#### GOAL:
Rewrite the material below, substituting "distinct lines" for "separate lines" and leaving everything else as it is. Omit the pictures from your answer.

#### DATASET CONTENT:
━━━━━━━━
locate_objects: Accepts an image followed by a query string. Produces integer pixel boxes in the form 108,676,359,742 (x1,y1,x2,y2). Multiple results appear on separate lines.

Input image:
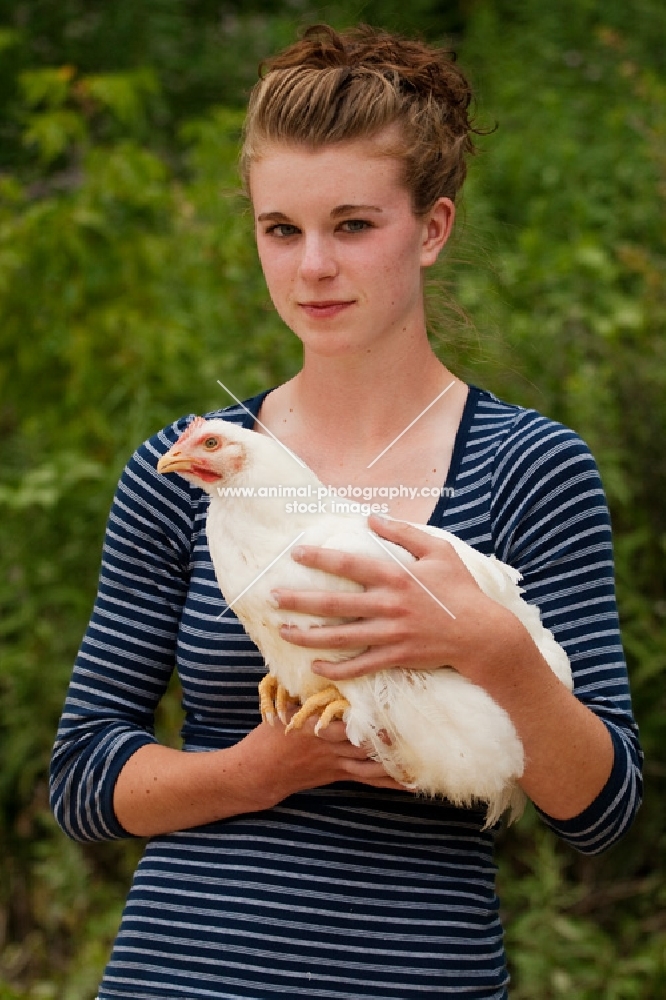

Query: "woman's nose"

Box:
300,235,338,281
━━━━━━━━
#### ANSWER TO THE TASK:
locate_objects: Accepts an image followed by a query string. Produces integer pixel boxes in the form 108,676,359,742 (x1,y1,x2,y2). Multiple results appear on distinct lines.

Input image:

Query: "woman's nose"

Box:
300,235,338,281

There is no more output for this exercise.